→ **Written task**: Return each line of the records that contains the string "electrical".

┌─ Data section

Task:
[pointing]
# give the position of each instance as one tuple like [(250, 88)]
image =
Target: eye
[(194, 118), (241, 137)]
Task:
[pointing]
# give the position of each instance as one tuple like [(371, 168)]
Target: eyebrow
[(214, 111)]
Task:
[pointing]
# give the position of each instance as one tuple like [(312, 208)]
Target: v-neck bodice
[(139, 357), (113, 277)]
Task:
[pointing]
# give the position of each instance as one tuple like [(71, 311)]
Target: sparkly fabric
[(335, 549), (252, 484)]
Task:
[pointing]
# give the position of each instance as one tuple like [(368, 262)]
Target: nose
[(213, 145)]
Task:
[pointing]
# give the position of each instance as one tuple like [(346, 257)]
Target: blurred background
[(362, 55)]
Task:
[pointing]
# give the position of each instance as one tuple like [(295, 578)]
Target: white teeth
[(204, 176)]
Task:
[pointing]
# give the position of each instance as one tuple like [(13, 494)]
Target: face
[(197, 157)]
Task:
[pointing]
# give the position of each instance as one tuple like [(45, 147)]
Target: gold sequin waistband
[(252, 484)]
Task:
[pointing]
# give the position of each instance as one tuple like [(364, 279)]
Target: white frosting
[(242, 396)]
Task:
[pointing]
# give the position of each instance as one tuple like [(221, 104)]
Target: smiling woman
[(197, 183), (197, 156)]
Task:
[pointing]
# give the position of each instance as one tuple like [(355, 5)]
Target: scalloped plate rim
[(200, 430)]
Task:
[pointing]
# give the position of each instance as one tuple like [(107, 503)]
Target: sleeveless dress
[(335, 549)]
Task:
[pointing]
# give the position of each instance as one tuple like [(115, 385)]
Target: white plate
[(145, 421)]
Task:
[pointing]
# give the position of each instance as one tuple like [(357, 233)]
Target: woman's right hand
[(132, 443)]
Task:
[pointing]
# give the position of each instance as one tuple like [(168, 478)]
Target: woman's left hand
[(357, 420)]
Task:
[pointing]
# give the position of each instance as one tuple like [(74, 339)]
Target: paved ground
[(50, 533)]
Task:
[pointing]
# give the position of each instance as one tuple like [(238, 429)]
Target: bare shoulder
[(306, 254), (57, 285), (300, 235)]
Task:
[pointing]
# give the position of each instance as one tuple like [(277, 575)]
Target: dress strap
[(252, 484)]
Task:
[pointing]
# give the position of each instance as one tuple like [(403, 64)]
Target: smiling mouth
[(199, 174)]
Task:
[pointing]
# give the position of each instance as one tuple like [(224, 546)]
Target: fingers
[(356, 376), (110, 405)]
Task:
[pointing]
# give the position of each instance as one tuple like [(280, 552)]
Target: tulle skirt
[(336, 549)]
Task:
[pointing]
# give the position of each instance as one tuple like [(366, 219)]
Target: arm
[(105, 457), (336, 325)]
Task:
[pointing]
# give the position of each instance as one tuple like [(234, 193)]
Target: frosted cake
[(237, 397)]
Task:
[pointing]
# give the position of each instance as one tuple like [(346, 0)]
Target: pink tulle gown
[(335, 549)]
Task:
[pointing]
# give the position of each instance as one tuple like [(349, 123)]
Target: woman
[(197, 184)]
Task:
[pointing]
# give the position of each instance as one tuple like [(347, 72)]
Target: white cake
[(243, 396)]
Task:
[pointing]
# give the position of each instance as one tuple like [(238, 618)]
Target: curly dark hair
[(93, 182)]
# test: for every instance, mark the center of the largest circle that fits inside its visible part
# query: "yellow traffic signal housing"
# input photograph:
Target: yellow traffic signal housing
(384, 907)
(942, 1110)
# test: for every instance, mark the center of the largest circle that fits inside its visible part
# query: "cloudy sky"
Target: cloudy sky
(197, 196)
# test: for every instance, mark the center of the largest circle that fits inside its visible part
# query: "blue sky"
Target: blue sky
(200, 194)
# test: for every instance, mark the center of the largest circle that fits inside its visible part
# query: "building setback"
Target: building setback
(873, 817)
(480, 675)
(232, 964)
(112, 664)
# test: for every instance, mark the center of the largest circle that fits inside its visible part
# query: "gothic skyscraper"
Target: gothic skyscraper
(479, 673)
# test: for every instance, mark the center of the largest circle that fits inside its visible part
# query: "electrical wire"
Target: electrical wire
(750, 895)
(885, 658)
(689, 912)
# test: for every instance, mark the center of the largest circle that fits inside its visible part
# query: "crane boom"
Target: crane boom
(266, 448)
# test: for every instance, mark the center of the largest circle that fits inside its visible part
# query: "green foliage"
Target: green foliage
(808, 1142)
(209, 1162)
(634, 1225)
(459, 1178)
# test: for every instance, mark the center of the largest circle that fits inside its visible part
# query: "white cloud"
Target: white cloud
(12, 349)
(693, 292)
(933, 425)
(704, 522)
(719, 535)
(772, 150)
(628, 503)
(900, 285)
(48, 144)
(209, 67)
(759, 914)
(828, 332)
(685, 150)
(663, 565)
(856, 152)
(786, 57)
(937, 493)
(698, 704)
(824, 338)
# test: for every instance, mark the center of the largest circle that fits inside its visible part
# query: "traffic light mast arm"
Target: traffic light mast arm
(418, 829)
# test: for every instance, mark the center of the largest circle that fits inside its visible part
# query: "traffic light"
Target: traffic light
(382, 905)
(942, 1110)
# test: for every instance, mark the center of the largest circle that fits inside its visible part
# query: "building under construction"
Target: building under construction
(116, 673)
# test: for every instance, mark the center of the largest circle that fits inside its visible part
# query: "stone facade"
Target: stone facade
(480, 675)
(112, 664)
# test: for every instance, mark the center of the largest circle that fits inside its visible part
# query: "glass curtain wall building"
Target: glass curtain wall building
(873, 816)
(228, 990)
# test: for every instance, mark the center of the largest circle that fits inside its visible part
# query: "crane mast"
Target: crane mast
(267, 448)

└─

→ **Right answer**:
# query: "electrical wire"
Target: electrical wire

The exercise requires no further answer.